(Segmentation labeling items)
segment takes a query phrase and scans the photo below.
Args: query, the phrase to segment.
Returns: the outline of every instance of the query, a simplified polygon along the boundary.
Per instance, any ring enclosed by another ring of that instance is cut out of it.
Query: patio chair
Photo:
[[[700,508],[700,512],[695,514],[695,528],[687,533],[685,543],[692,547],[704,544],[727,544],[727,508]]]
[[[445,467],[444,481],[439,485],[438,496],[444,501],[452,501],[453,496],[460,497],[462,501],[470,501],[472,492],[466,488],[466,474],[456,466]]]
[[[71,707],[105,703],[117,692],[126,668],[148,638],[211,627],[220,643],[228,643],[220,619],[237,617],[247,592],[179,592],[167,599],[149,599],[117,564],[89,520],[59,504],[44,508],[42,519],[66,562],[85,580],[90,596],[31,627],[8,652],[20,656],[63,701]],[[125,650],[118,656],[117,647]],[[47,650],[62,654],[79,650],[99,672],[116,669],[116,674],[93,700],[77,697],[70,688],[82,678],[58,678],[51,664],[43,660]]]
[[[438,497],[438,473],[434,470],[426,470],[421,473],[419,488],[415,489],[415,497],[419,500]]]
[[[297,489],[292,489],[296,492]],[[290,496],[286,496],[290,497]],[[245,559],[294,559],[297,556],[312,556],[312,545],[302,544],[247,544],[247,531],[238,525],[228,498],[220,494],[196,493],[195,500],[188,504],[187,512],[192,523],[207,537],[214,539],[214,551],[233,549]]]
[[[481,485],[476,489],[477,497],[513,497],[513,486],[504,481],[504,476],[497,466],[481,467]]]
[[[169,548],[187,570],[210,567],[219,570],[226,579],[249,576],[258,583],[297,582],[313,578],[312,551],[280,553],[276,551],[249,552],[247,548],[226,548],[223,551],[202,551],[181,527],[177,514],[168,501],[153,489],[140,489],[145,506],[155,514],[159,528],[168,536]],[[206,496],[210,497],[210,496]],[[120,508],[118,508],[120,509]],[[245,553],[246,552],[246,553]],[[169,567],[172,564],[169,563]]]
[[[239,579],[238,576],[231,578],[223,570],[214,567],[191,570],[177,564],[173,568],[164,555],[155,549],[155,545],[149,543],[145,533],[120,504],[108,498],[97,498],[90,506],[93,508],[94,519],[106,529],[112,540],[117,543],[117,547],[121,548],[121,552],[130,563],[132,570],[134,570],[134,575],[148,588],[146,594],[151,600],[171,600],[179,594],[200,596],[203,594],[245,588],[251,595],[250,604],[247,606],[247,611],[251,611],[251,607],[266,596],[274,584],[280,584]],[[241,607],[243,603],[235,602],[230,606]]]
--
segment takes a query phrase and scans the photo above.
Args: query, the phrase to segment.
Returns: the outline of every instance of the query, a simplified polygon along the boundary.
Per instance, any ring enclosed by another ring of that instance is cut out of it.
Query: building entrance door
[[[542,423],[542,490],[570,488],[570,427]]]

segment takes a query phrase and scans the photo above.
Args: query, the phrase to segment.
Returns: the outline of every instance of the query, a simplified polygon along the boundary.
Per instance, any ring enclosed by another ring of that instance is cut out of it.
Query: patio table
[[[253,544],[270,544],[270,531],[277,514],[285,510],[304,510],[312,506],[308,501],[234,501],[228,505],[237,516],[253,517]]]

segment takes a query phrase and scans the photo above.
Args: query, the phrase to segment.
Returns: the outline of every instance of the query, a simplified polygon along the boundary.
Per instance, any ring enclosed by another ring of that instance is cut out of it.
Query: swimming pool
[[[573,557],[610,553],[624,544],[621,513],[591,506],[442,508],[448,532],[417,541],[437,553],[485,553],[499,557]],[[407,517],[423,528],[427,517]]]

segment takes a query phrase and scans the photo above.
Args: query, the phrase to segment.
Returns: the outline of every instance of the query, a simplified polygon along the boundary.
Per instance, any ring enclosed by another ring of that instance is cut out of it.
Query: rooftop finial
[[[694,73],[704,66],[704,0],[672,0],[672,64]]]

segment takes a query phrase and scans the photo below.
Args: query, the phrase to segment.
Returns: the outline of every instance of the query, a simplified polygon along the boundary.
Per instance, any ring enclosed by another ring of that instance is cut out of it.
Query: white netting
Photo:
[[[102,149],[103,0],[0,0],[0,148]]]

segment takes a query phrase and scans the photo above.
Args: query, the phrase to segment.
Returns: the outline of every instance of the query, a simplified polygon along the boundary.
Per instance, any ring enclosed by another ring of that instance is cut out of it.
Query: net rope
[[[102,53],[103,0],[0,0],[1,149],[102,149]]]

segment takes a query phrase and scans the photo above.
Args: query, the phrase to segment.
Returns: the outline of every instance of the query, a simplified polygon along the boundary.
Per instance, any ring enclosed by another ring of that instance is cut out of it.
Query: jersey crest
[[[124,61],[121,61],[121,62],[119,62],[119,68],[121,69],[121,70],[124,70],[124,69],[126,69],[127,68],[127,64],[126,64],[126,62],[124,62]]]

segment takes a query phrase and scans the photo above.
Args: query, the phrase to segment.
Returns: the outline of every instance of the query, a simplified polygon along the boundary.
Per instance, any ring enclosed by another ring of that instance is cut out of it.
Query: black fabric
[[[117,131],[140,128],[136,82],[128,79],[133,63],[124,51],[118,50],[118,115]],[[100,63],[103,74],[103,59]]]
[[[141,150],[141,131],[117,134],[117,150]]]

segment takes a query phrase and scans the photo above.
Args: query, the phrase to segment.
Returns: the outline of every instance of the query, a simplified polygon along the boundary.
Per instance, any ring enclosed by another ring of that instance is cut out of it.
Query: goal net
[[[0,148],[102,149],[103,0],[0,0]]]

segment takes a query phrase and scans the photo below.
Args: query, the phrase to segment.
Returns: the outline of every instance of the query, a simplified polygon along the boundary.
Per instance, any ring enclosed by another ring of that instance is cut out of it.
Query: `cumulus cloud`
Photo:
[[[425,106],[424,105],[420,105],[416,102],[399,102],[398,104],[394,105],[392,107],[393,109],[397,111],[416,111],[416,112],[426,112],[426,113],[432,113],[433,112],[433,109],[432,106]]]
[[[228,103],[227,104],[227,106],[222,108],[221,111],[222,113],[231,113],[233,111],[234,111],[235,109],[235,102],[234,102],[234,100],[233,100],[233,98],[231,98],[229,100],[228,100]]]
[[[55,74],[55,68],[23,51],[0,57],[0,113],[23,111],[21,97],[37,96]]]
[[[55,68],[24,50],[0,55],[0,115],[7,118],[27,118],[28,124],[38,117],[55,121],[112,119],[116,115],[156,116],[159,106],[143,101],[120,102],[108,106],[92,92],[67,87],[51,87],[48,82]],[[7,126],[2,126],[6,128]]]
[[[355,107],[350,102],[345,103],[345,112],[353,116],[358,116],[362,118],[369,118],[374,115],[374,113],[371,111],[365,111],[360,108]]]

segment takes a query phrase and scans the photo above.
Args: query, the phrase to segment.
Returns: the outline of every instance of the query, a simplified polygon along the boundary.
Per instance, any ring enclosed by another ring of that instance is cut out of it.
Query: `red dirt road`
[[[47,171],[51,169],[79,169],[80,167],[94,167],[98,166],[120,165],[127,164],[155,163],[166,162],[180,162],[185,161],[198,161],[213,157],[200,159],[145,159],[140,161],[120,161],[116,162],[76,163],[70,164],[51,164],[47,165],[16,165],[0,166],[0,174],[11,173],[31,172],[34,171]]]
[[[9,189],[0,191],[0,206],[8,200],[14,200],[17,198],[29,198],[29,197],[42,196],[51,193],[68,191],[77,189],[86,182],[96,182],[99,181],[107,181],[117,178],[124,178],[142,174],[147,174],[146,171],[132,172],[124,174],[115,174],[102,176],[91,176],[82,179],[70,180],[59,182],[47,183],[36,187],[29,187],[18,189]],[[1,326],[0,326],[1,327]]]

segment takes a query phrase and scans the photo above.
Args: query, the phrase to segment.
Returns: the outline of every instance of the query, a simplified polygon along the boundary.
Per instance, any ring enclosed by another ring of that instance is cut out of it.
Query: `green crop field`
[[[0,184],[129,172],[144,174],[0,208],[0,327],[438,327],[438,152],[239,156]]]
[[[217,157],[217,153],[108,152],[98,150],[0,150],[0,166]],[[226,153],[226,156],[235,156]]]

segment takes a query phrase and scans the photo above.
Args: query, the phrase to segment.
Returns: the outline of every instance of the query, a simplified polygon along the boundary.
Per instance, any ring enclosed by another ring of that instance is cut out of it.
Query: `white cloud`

**INSTRUCTIONS TO FOLLOW:**
Show every line above that contains the word "patio", copying each one in full.

**ANSWER TO THIS PROBLEM:**
Query: patio chair
Query: patio table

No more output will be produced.